### [Excerpted data]

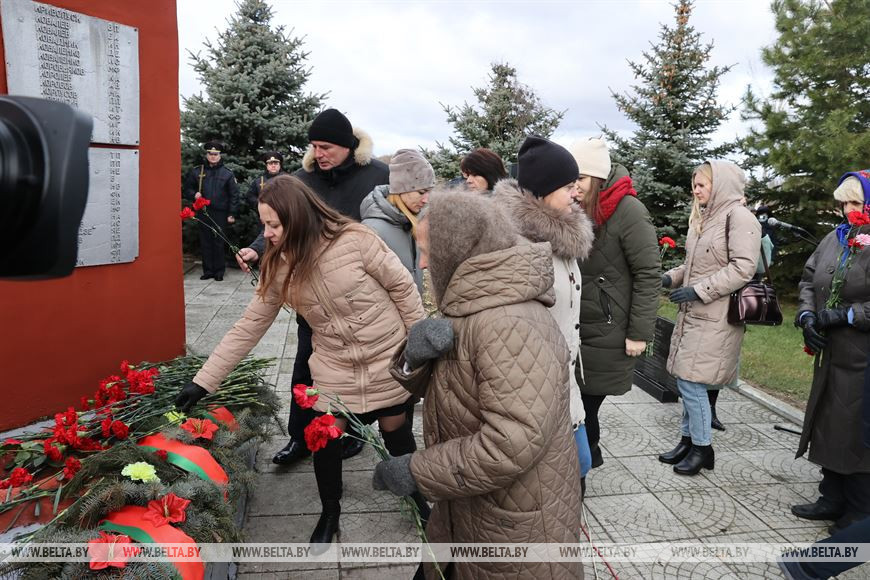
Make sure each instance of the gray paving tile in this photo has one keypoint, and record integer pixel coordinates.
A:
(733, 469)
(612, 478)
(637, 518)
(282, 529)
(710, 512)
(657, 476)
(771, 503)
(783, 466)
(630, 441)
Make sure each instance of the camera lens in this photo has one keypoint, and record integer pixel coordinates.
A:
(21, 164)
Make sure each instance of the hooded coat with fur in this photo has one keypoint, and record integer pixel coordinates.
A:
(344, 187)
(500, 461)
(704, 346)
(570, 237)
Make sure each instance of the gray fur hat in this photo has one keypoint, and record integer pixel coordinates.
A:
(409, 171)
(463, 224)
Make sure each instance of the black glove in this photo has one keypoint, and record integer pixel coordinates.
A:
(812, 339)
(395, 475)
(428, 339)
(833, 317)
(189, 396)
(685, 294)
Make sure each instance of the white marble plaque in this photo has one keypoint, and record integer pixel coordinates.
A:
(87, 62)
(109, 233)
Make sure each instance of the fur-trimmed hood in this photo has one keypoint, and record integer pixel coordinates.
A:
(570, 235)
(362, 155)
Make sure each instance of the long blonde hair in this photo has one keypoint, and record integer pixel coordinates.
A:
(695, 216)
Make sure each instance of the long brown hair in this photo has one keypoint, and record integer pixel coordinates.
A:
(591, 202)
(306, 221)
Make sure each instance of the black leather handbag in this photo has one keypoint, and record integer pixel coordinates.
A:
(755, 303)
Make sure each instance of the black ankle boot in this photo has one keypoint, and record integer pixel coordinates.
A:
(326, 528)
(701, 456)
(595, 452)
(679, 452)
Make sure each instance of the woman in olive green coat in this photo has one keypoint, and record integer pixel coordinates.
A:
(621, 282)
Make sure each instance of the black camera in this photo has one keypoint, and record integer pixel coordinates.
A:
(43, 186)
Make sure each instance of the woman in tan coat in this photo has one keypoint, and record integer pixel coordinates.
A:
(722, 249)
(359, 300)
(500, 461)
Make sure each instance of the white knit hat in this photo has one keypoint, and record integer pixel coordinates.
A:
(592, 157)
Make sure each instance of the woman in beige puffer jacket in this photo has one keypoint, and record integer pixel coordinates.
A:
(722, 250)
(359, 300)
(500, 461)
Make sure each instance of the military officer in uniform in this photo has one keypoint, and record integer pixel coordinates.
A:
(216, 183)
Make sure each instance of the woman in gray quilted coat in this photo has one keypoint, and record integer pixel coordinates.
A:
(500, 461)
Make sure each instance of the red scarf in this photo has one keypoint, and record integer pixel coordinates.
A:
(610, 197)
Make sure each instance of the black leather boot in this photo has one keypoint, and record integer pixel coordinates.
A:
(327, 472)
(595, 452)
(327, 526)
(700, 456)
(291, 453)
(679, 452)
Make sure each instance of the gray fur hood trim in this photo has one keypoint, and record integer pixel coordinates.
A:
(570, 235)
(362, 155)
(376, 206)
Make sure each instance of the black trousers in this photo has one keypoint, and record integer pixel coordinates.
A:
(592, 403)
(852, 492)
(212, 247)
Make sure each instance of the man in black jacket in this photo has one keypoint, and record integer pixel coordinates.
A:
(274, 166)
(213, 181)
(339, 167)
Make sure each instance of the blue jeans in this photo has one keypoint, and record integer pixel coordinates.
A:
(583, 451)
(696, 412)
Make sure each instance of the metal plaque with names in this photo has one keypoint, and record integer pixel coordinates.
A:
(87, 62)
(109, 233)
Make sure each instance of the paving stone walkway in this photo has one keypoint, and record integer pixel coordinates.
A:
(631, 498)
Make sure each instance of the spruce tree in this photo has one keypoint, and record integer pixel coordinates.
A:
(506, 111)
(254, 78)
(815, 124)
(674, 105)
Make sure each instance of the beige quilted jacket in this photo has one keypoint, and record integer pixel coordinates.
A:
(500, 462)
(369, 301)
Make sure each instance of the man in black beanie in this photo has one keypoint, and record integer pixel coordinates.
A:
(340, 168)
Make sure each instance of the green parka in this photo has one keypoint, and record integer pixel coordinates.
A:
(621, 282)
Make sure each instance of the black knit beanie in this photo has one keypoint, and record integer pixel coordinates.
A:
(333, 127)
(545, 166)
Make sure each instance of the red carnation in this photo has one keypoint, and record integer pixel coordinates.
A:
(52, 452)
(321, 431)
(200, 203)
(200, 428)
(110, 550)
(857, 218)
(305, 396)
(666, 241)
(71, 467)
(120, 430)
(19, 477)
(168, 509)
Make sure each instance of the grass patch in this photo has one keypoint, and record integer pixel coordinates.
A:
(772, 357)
--
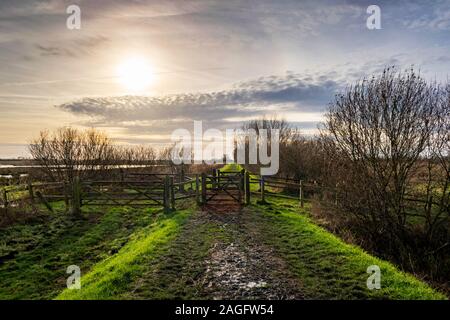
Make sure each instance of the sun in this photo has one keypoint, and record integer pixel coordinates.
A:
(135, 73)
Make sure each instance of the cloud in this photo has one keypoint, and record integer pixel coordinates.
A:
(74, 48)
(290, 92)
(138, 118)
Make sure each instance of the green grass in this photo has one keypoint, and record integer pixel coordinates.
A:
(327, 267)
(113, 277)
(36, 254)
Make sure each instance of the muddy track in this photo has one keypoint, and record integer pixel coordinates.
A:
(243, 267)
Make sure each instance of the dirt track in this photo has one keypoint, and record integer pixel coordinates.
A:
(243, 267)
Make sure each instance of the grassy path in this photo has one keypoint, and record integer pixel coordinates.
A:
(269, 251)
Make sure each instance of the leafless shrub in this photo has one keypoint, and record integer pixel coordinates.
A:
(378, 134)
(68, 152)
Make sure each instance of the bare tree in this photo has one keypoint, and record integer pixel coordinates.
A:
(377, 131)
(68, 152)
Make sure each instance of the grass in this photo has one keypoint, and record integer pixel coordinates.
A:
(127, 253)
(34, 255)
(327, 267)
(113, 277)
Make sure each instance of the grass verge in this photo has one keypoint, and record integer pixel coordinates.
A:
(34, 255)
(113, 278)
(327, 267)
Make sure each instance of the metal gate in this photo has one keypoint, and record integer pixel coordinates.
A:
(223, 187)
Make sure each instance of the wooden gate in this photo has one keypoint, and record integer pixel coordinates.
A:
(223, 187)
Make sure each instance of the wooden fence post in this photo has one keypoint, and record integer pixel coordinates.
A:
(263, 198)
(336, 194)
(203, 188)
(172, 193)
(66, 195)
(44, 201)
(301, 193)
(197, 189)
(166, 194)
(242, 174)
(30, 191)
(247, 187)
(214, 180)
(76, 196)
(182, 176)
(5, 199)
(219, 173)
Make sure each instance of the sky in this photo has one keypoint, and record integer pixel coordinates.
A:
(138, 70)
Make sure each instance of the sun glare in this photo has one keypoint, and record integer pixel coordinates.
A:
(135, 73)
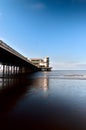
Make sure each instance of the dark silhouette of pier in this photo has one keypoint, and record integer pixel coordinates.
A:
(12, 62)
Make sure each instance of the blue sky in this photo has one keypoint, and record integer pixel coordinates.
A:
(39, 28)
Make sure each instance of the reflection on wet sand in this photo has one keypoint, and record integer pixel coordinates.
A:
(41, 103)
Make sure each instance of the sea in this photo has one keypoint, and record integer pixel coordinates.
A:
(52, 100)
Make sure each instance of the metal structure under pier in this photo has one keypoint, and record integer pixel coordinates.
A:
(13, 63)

### [Assignment]
Identify how many lines in the entries above include the string "boot", then state that number alone.

### [Finished task]
2